> LIST OF TASKS:
• 1. For each statement below, say yes or no according to the essay on democracy, and quote the words from it that decide the answer. (a) Viktor Orban has repeatedly blocked or delayed climate legislation at the EU level. (b) China's funding for renewable energy has been inadequate. (c) The awakening of civil society can be explained solely by the gravity of today's conditions.
• 2. Rewrite the paragraph of the essay on democracy that begins "The crisis of democracy is exacerbating" as a short list, keeping its main facts.
#### EXCERPT TO READ
"No to Kings" protests, photo: www.britannica.com
Authoritarian drift fueled by right-wing populism threatens democracies around the world, including even long-standing ones like the United States, where President Donald Trump’s abuse of power seems to know no bounds. Even Trump’s more moderate European allies are constantly trying to undermine the rule of law. Most recently, Italian Prime Minister Giorgia Meloni attempted to limit the independence of the judiciary through a national referendum. Fortunately, Italians took to the streets en masse to defend their Constitution.
The crisis of democracy is exacerbating the climate crisis. Trump pulled the U.S. out of the Paris climate agreement and weakened or canceled many environmental protections. Meloni has reneged on a number of European Union Green Deal commitments and opposes stricter emissions reduction targets. Hungarian Prime Minister Viktor Orban has repeatedly blocked or delayed climate legislation at the EU level.
The unwillingness of politicians to address the crisis has left the fate of the planet in the hands of private investors and their (often limited) willingness to adopt sustainable technologies. At best, governments incentivize such investors, but rarely replace them. This is why, with the exception of China, funding for renewable energy has been inadequate, even as investments in artificial intelligence by “big tech” giants have skyrocketed.
An awakening and a sense of possibility
The irrationality and cruelty of Trump’s policies in recent months – from the brutality of the Minneapolis killings and his absurd plan to rebuild Gaza to his imperialist invasion of Venezuela and the staggering stupidity of his war against Iran – have reinforced the tragic nature of our era. Politics seems to be dictated by pure force, while moral ideals, from healthy democracy to environmental sustainability, seem incongruous. The space for principled action seems to have disappeared.
But we’ve been through this before. Albert Camus famously argued that even in a meaningless world we can create a form of hope through rebellion. Hannah Arendt found hope in the human ability to start anew even in the face of genocide. Martin Luther King, Jr. emphasized that suffering can lead to moral progress and collective transformation. My recently departed colleague, the philosopher Jonathan Lear, explained how loss can be a source of “radical hope” for a good future, even if it is impossible to specify or imagine what that good future will look like.
Recent events seem to vindicate such thinkers. Look at the awakening, however embryonic, of civil society: the beating heart of democracy and its most valuable bulwark against authoritarianism. We saw this in the US in the No Kings protests, in which millions of people participated. We also saw it in the exceptionally high turnout in the Italian referendum, especially in the participation of a significant number of young people who in the past would have stayed home.
This awakening cannot be explained solely by the gravity of today’s conditions or the authoritarian nature of today’s right-wing governments; even in the face of egregious actions that emphasize the importance of politics, apathy can persist. Awakening requires something more: a renewed sense of possibility.
From stagnation to hope
In the decades leading up to Trump, a sense of stagnation and powerlessness spread in the U.S. and Europe. Many people began to believe that it didn’t matter who ruled because nothing would change. Right-wing and left-wing governments would end up doing the same thing, following the dictates of neoliberalism. The ability to change course seemed limited by external and internal constraints, from constitutional to fiscal.
########
#### MATERIAL PROVIDED
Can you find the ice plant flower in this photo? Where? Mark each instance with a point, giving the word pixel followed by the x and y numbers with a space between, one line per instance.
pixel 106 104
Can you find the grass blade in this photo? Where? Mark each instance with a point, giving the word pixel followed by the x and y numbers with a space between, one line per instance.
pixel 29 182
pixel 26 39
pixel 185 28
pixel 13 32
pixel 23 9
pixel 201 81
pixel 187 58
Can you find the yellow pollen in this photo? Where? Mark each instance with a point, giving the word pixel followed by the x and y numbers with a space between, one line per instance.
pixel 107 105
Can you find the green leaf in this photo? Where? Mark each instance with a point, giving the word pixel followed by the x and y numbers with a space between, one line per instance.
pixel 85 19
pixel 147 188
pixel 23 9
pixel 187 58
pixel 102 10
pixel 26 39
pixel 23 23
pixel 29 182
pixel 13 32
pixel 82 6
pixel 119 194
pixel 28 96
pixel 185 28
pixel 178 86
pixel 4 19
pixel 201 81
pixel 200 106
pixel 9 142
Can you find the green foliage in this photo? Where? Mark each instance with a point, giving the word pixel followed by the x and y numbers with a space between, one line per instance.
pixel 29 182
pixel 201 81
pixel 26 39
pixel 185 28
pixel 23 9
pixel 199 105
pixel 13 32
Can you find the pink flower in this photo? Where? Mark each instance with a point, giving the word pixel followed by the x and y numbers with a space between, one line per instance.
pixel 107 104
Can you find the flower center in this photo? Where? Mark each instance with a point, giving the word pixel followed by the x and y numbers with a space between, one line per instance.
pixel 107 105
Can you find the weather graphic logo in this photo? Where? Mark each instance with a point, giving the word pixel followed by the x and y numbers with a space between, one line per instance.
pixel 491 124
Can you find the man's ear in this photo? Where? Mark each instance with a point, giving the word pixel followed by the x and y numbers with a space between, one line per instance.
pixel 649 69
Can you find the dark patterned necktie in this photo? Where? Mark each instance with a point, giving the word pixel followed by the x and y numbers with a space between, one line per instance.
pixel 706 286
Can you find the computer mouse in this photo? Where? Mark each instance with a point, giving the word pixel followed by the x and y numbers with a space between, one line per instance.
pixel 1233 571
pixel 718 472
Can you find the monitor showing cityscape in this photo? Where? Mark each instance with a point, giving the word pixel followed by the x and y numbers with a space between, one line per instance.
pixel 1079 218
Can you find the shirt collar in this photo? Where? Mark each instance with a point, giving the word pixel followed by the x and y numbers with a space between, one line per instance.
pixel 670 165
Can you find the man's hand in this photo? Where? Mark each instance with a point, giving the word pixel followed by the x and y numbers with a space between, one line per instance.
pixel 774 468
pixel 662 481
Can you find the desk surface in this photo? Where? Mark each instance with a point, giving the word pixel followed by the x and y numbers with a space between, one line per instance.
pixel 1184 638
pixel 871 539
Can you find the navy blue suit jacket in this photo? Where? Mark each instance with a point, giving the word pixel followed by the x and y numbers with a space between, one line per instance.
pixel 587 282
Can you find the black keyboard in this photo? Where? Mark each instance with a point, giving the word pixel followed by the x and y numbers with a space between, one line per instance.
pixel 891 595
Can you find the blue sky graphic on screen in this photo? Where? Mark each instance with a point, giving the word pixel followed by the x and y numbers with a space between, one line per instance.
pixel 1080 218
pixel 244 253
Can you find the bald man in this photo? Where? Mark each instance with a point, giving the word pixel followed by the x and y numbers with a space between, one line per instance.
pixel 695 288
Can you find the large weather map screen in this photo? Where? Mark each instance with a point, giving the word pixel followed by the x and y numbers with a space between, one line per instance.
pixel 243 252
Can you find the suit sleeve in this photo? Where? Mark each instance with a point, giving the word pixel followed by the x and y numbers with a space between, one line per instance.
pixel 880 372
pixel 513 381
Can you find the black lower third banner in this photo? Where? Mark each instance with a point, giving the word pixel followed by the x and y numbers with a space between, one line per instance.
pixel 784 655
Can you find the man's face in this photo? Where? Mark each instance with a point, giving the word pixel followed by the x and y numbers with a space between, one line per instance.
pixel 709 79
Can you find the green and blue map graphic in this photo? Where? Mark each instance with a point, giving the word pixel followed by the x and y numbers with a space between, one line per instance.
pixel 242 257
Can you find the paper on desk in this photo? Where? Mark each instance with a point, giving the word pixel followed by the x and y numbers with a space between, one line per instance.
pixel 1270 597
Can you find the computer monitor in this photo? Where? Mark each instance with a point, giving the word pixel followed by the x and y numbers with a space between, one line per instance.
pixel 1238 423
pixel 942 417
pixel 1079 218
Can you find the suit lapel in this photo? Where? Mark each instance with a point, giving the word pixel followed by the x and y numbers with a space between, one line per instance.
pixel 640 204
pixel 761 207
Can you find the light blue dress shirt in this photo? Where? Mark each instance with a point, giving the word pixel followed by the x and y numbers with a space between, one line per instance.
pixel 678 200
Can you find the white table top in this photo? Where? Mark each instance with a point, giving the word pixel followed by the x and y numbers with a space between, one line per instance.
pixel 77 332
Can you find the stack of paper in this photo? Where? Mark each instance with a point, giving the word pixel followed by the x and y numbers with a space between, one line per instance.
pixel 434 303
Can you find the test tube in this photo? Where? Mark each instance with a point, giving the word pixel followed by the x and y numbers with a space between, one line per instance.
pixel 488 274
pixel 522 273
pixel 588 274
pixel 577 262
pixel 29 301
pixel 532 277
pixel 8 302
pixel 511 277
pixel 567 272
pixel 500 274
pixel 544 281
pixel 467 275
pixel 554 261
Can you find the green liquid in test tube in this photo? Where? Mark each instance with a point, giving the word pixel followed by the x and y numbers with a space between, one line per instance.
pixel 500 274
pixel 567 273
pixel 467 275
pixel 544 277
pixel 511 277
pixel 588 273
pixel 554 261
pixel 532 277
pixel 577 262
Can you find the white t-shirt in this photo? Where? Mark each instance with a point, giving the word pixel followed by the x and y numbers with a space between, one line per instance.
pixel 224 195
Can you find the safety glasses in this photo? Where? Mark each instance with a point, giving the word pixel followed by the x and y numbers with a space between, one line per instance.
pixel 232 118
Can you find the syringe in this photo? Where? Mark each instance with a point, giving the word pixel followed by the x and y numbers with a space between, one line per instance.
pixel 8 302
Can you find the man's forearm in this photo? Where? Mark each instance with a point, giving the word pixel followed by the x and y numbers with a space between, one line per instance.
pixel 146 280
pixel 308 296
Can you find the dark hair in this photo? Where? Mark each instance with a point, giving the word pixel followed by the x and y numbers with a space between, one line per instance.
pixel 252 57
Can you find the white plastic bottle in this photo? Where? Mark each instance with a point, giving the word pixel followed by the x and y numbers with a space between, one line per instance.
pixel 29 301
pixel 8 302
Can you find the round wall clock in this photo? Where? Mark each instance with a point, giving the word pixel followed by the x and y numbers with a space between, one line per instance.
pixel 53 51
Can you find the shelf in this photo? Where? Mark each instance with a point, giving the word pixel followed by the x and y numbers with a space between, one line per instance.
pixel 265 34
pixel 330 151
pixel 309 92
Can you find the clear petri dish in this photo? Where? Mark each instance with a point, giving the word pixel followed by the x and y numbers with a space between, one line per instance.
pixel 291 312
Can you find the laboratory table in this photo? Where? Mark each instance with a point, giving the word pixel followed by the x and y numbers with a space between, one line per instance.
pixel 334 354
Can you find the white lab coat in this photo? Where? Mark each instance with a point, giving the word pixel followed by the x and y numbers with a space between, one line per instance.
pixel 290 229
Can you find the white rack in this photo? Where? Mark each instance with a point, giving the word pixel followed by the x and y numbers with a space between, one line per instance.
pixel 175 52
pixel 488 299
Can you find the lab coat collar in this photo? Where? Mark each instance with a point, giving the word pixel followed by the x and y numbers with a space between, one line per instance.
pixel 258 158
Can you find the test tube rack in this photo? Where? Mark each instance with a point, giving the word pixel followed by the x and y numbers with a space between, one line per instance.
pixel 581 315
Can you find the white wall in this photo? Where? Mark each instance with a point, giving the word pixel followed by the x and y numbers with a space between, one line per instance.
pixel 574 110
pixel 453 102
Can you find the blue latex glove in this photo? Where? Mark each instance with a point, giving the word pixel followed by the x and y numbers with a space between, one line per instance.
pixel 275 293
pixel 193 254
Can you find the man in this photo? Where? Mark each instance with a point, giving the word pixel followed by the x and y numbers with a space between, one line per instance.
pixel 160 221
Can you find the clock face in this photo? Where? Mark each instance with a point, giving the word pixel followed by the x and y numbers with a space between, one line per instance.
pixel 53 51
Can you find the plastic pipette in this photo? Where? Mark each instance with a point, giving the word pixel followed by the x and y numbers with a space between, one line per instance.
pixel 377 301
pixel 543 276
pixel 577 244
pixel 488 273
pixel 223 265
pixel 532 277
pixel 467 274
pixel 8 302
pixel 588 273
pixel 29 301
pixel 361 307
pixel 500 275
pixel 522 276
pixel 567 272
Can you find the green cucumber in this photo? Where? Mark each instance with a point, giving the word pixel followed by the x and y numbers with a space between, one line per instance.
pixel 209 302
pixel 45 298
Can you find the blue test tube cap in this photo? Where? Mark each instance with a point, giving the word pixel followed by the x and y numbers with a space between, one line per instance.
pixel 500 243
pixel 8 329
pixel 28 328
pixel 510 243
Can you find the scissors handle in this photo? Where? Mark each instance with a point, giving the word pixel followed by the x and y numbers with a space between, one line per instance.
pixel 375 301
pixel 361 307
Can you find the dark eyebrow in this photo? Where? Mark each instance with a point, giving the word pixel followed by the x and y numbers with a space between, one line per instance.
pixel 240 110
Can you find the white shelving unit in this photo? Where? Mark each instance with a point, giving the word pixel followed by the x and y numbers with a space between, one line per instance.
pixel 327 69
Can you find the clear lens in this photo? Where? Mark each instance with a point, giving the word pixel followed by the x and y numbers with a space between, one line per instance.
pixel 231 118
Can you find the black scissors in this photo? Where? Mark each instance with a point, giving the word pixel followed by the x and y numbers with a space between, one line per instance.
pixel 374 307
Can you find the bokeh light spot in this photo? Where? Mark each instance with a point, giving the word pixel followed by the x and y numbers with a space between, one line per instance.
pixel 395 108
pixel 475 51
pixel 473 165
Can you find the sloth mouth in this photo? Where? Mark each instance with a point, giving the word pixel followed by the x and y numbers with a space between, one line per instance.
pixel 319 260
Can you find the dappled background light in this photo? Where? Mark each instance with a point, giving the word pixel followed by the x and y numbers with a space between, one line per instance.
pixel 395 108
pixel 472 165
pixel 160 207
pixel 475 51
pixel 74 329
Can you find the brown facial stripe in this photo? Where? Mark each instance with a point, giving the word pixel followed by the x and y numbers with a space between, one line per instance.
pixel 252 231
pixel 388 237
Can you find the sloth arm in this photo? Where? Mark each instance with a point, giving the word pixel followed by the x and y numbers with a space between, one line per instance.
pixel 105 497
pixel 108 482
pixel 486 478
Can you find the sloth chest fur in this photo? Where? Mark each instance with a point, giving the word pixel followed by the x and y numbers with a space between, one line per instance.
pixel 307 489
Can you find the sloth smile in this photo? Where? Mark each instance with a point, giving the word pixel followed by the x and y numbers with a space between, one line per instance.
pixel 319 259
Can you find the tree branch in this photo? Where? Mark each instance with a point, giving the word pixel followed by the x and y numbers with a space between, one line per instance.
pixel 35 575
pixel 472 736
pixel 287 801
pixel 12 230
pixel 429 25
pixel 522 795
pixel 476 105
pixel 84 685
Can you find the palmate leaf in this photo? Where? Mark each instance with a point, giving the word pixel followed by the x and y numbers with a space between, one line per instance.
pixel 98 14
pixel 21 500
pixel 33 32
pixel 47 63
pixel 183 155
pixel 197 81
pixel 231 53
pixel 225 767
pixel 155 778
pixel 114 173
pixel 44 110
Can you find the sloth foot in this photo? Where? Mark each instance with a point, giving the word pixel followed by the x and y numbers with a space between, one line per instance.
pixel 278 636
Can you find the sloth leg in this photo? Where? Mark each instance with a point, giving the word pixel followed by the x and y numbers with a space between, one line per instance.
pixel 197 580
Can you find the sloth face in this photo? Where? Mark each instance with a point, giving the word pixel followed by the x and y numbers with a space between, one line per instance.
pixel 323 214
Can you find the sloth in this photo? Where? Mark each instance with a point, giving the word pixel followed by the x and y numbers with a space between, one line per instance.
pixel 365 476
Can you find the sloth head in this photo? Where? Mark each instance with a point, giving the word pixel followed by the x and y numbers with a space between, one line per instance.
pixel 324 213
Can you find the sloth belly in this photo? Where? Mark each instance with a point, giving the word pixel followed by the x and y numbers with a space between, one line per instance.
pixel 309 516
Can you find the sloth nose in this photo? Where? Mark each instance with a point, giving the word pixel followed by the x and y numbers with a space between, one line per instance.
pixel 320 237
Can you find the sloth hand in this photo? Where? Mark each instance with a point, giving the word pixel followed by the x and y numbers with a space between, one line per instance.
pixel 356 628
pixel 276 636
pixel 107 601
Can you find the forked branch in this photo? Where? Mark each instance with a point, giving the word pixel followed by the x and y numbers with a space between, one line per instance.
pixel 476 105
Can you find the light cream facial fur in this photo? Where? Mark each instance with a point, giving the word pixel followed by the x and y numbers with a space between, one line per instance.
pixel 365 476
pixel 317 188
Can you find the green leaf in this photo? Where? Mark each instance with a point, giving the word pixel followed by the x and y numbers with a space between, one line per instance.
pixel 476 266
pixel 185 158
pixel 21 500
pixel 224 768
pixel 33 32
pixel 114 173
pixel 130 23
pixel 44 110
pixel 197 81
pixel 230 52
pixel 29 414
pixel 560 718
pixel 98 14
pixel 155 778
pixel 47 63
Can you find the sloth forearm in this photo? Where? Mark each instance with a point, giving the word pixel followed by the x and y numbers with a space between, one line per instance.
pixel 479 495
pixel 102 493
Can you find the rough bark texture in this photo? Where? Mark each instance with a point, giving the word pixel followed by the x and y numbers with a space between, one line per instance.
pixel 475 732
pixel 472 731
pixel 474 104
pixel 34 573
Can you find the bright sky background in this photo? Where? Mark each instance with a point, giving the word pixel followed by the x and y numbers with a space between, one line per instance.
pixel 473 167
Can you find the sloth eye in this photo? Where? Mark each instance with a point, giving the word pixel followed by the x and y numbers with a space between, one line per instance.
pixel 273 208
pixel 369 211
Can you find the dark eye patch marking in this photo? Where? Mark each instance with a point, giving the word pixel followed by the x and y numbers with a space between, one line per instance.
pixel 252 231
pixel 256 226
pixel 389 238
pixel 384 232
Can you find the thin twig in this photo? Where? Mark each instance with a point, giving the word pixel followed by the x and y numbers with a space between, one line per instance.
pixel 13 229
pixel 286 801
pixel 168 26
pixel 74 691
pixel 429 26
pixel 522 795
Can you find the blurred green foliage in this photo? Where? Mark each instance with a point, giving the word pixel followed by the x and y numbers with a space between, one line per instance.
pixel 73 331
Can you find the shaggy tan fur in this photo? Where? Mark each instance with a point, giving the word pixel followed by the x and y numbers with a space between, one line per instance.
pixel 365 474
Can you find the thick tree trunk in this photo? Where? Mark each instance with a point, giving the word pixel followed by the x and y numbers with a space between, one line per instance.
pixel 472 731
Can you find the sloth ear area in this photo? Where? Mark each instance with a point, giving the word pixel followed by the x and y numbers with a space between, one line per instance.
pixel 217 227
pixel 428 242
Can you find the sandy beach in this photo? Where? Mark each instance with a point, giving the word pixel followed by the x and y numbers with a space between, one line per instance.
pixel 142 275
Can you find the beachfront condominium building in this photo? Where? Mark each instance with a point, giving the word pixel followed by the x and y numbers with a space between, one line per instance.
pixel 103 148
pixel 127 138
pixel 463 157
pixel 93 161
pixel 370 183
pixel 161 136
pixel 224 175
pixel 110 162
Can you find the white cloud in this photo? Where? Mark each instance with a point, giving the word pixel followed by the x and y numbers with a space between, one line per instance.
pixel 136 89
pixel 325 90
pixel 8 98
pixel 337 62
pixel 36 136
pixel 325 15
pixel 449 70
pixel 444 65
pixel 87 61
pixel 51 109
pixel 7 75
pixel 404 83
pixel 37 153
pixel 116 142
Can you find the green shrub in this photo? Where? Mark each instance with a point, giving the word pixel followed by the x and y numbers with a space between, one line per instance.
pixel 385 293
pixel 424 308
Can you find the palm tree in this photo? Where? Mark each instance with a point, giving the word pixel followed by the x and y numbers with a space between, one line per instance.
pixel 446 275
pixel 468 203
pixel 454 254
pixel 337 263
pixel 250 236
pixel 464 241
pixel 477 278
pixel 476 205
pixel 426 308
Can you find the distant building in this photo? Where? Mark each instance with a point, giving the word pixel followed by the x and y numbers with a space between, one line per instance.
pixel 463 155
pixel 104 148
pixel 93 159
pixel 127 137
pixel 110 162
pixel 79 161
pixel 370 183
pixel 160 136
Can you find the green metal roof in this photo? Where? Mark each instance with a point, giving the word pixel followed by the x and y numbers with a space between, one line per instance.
########
> THE RESULTS:
• 1.
(a) Yes: "Hungarian Prime Minister Viktor Orban has repeatedly blocked or delayed climate legislation at the EU level."
(b) No: "with the exception of China, funding for renewable energy has been inadequate"
(c) No: "This awakening cannot be explained solely by the gravity of today’s conditions"

• 2.
- The crisis of democracy is worsening the climate crisis.
- Trump withdrew the U.S. from the Paris climate agreement and weakened or canceled many environmental protections.
- Meloni has backed out of several EU Green Deal commitments and opposes stricter emissions reduction targets.
- Orban has repeatedly blocked or delayed climate legislation at the EU level.